Jobs:
1/ In the parliamentary debate excerpt, what does the headline printed in heavy one and a half inch type say?
2/ From the parliamentary debate excerpt, extract the passage between "I am delighted" and "reply to that.", inclusive.

What would be the effect of that on our national press? I have with me a copy of yesterday's front page of The Times. The top headline says,

"Mitchell cannot work for Sky, says Labour leader".

In heavy one and a half inch print there is the headline, "Kinnock sacks top aide for taking TV job".

I am delighted to see the hon. Member for Great Grimsby (Mr. Mitchell) in the Chamber and hope that he will catch your eye, Mr. Speaker. The third headline says,

" Hypocrisy and bigotry' anger Tebbit".

Those three headlines take up about eight inches of space. At least three people could demand a right of reply to that conjunction of headlines. First, the Leader of the Opposition could claim that the hon. Member for Great Grimsby, with all due respect to him, was not a top aide.

Mr. Austin Mitchell : I would want the right of reply to that.

Mr. Renton : I am coming to that.

Rows:
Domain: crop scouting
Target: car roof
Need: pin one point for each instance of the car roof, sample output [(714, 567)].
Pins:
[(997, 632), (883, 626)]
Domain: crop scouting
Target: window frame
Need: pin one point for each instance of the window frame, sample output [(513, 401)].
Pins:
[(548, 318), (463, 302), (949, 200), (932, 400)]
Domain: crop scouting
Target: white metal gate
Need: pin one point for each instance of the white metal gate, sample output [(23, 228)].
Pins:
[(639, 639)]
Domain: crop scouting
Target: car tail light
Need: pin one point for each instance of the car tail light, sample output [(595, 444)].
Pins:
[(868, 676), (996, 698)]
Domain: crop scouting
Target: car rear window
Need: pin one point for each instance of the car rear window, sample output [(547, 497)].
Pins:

Expected responses:
1/ "Kinnock sacks top aide for taking TV job"

2/
I am delighted to see the hon. Member for Great Grimsby (Mr. Mitchell) in the Chamber and hope that he will catch your eye, Mr. Speaker. The third headline says,

" Hypocrisy and bigotry' anger Tebbit".

Those three headlines take up about eight inches of space. At least three people could demand a right of reply to that conjunction of headlines. First, the Leader of the Opposition could claim that the hon. Member for Great Grimsby, with all due respect to him, was not a top aide.

Mr. Austin Mitchell : I would want the right of reply to that.